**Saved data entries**
+---+

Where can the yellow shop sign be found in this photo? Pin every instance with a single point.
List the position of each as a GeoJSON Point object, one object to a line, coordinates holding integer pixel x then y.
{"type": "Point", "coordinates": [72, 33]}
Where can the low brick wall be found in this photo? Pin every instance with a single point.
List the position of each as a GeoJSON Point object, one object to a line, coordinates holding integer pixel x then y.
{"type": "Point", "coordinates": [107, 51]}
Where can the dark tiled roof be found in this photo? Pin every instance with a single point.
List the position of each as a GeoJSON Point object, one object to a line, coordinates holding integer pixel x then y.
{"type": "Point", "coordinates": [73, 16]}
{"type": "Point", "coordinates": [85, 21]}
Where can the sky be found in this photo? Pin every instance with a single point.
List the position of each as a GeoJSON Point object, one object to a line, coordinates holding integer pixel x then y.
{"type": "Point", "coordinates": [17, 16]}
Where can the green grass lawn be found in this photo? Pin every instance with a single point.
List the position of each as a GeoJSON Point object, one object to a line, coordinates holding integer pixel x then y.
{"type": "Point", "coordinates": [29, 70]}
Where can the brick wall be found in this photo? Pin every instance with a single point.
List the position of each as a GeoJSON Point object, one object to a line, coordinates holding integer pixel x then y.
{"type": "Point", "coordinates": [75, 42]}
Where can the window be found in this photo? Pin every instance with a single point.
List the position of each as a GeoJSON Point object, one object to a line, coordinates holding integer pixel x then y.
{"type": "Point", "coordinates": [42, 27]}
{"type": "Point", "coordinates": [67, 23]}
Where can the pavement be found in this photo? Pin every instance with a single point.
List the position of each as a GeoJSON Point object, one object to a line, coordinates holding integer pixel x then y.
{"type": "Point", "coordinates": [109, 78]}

+---+

**Work instructions**
Where a line above contains the word "this", show that line.

**Task result**
Where can the yellow shop sign be found in this photo? Pin every instance with a single point.
Where can the low brick wall be found in this photo? Pin every instance with a single point.
Where can the dark tiled roof be found in this photo? Pin every instance with a single point.
Where can the sky be found in this photo? Pin every instance with a single point.
Where can the green grass lawn be found in this photo? Pin every instance with a single point.
Where can the brick wall be found in this photo? Pin every instance with a single point.
Where can the window be found in this photo? Pin every instance with a single point.
Where can the pavement be found in this photo? Pin every instance with a single point.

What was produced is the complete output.